It looked great as it went in, who knows what the analysis will say, but the ultimate judges are the cows. Last year was the same with an analysis too good to be true; which it was. The cows eat it all, but were 2 litres a day down on milk.

That is a lot of money, and we are still 2-3 litres down on where we were at this time last year today. That’s about 800 – 1000 litres a day less milk which amounts to around £270 a day. Huge money which can only be won back by making better silage this year and I am not sure that I have.

Given that the weather over the weekend was still cold and this week is not a great one for silage, I am glad we made ours and we can concentrate on the next cut.

With iffy grass silage, we looked to our maize silage for salvation, but last year was not good. Poor yields and no sunshine meant that the maize did not perform either.

It has got off to a very good start this year, much better than last year’s sodden soils. However, it is now turning yellow due to the cold and we don’t know what harm will be done if it stays cold.

We desperately need the weather to suddenly change in June, and deliver a few weeks in the mid to high twenties.

That will perk up the maize and get my second cut grass growing fast and full of sugar. Our cows are still in, very happy and were delighted to be fed some of the fresh grass as it came in from the fields.

This time last year we were producing 3 litres more as I wrote earlier, we turned the cows out late, and we lost 6 litres a cow through the summer, had more mastitis, much higher cell counts and more lameness. We fed the cows to try and keep production going, but the milk kept dropping.

## RECORDED DATA
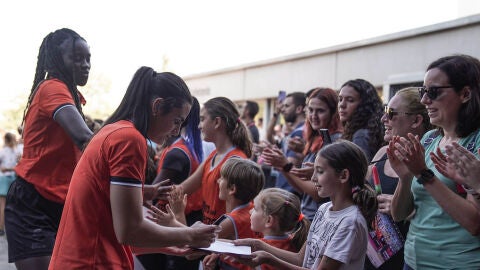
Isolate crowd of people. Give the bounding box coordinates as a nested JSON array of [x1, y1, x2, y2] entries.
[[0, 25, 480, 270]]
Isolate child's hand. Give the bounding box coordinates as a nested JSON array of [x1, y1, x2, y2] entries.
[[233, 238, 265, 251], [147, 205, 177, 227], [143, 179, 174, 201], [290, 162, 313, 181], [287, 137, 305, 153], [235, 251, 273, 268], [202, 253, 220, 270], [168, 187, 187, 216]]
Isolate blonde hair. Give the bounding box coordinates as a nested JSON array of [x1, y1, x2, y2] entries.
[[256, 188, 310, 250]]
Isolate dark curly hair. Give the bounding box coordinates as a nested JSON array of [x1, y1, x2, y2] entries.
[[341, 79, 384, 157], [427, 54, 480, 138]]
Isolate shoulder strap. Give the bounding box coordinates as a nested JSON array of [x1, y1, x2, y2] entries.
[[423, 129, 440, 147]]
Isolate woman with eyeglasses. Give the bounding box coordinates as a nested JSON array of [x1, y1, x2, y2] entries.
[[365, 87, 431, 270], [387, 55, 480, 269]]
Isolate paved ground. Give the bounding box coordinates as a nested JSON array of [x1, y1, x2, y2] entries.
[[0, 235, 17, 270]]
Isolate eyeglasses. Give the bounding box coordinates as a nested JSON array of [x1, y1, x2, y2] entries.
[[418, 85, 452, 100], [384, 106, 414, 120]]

## WHAT YOU NEED TO DO
Continue the passage about silage and milk yields on the dairy farm, picking up after its last sentence. These records come from a different source than the text.

## TASK OUTPUT
It took us a further two months to get the milk back in the autumn, but due to the quality of silage we were 2-3 litres short right through the winter until now. Here we are again, a similar spring and I have kept them in despite the extra cost, because milk production is very even, and we have control. Lovely warm sunny days on aftermaths would be ideal, but will they materialise? We will see.

It will come as no surprise that this spring has been the coldest in 34 years, with an average temperature of 6.1 degrees Celsius. March had an average of 3.3c and was the coldest since 1962, and we enjoyed the coldest Easter on record. As farmers we are so reliant on weather, and recently it has been challenging to say the least.

Most arable crops look distinctly patchy, nurseries threw out huge quantities of plants as gardeners correctly deemed it far too cold to start planting, sheep farmers had disastrous losses in the late snow, all stock farmers saw little grass growth this spring, and many ran out of silage, with some large spring calving dairy herds in desperate trouble. The wildlife has also suffered, and are also braving a second difficult spring.

The heifer which eat a poisonous plant the other day has recovered, although her skin is all cracked and peeling on all the white parts of her body. We moved her mates into another field last week, full of lush grass.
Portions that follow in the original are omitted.